----- TEXTO SELECIONADO -----

ANTUNES, Albertino; MANUEL, Alexandre; AMORIM, António; CASCAIS, Fernando; BACALHAU, Mário (coords.) – A opção do voto. Lisboa: Intervoz Publicidade, sem data. Editor responsável: António dos Reis. Capa: António Martins.


Ao abolir a censura, concedendo a liberdade de expressão e reunião, a Revolução do 25 de Abril veio criar oportunidades para a edição livreira. As editoras que estavam ativas começaram logo a publicar livros proibidos ou a meter nas montras os livros que tinham escondidos. Houve também alguns jornalistas, escritores, professores, estudiosos, curiosos que se juntaram e começaram logo a editar livros que, entendiam eles e creio que bem, podiam ajudar naqueles tempos confusos que se viviam. Alguns, claro, só o fizeram para ganhar dinheiro. Este é um desses casos de oportunidade, lançar um guia que ajude o eleitor a decidir como votar nas eleições para a Assembleia Constituinte que se iria realizar numa data próxima. Ainda não se sabia quando. É bastante completo este volume. Explica o que é uma Assembleia Constituinte e faz um pequeno historial sobre a "experiência constitucional portuguesa". Apresenta os partidos políticos (indicando os presidentes, secretários gerais ou coletivos dirigentes, a morada da sede, o órgão oficial e um resumo histórico) e o que propõem como forma de governo, liberdades fundamentais, administração pública, justiça, economia, política agrícola, política de trabalho, família, saúde, segurança social, habitação e urbanismo, transportes, comunicação social, Forças Armadas e política externa. O método utilizado foi a recolha dos programas partidários, estatutos, comunicados e outros documentos. Nem todos os partidos apresentam políticas para todos os assuntos apresentados. Os partidos presentes no volume são o PCP, PS, PPD, MDP, PPM, MES, PCDS, MRPP, PRP, UDP (União Democrática Popular), PCP (m-l), AOC (Aliança Operário-Camponesa), PSDI, PCSD (Partido Cristão Social-Democrata), PDC, PTDP (Partido Trabalhista Democrático Português), FSP (Frente Socialista Popular).

-----

### INSTRUÇÃO 1
Responda a estas perguntas sobre o texto que descreve o guia eleitoral:
(a) Quem é o editor responsável pelo volume?
(b) Para que eleições o guia pretendia ajudar o eleitor a decidir o voto?
(c) Que método foi utilizado para reunir as informações sobre os partidos?
O texto e as entradas não têm relação entre si.

----- DADOS DO EXERCÍCIO -----

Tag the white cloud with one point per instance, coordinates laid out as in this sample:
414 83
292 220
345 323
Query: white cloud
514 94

-----

### INSTRUÇÃO 2
Duplique todas as entradas acima, linha por linha, sem alterar nada.

### RESPOSTA ESCRITA 1
(a) António dos Reis.
(b) As eleições para a Assembleia Constituinte.
(c) A recolha dos programas partidários, estatutos, comunicados e outros documentos.

### RESPOSTA ESCRITA 2
Tag the white cloud with one point per instance, coordinates laid out as in this sample:
414 83
292 220
345 323
Query: white cloud
514 94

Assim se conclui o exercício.